RECORDS TO USE:
--- START ---

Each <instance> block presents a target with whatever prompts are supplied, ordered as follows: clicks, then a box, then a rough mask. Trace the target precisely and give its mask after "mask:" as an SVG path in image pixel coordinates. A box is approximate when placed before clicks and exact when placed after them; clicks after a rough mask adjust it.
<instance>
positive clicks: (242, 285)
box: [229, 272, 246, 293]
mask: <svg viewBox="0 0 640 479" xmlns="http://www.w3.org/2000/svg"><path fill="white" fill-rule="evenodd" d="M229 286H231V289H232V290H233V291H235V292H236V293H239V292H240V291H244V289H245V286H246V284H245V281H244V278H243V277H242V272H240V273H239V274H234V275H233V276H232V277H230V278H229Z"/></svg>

--- END ---
--- START ---

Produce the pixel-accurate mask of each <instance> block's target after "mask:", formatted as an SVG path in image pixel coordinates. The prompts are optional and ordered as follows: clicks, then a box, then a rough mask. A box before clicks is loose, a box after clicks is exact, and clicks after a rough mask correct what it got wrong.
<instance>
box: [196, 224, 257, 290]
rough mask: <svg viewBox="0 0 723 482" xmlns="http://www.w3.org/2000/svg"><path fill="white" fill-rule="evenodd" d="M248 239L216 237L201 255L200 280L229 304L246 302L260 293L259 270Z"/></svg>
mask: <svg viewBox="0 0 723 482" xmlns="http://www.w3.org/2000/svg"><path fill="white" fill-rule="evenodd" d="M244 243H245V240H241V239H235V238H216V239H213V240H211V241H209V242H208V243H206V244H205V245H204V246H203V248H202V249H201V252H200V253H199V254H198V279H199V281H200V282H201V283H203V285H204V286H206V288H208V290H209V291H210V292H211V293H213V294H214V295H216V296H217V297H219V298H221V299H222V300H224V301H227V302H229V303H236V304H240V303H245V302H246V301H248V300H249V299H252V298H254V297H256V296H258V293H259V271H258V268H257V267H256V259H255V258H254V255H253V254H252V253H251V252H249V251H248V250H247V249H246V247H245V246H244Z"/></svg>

--- END ---

WHAT THIS TASK INVOLVES: For the listing above, identify each line bearing "block".

ANSWER BOX:
Each <instance> block presents a target with whatever prompts are supplied, ordered as follows: clicks, then a box, then a rough mask. Trace the target precisely and give its mask after "mask:" as an SVG path in image pixel coordinates. A box is approximate when placed before clicks and exact when placed after them; clicks after a rough mask adjust it.
Produce the pixel-accurate mask of each <instance> block's target after "mask:", formatted as an SVG path in image pixel coordinates. The prompts are optional and ordered as follows: clicks, then a box, then a rough mask. A box before clicks is loose, a box after clicks is exact, and clicks after a rough mask correct what it got wrong.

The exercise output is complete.